Work required:
Copy out word for word the whole post below on the interpretation of the Passion of Christ.

Extract:
────────
Saturday, July 07, 2007
Interpretation of the Passion of Christ
I am trying to understand Christianity and it does make sense if it is read within the context of Middle East religious tradition. First of all, the Good News is that eternal life is available to everybody, not only to the people of Israel. While Judaism was based on "the flesh", Christianity is based on "the spirit". Tribe, race, nation is no longer relevant. All can be saved. Secondly, it seems that Middle Eastern peoples including Israel conserved in Roman times the memory of barbaric practices such as child sacrifice. Christianity brings the Good News that although human sacrifice is from God, the sacrifice of Christ (God's first born) made obsolete that form of gaining God's favour, of making penitence and achieving internal peace and harmony with the universe. The concept of Christ on the Cross liberates mankind from human sacrifice, Christ's blood has cleaned humanity. In that context, in a time when child sacrifice was still remembered or possibly practiced, Christiany is a revolutionary advance.
────────
Provided material:
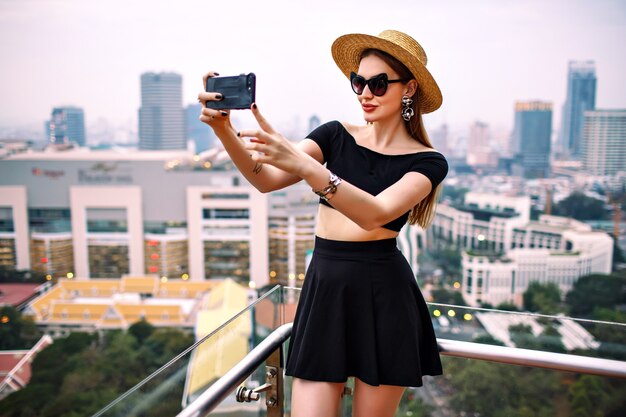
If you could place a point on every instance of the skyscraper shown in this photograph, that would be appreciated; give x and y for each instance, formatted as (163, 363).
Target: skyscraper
────────
Exercise response:
Saturday, July 07, 2007
Interpretation of the Passion of Christ
I am trying to understand Christianity and it does make sense if it is read within the context of Middle East religious tradition. First of all, the Good News is that eternal life is available to everybody, not only to the people of Israel. While Judaism was based on "the flesh", Christianity is based on "the spirit". Tribe, race, nation is no longer relevant. All can be saved. Secondly, it seems that Middle Eastern peoples including Israel conserved in Roman times the memory of barbaric practices such as child sacrifice. Christianity brings the Good News that although human sacrifice is from God, the sacrifice of Christ (God's first born) made obsolete that form of gaining God's favour, of making penitence and achieving internal peace and harmony with the universe. The concept of Christ on the Cross liberates mankind from human sacrifice, Christ's blood has cleaned humanity. In that context, in a time when child sacrifice was still remembered or possibly practiced, Christiany is a revolutionary advance.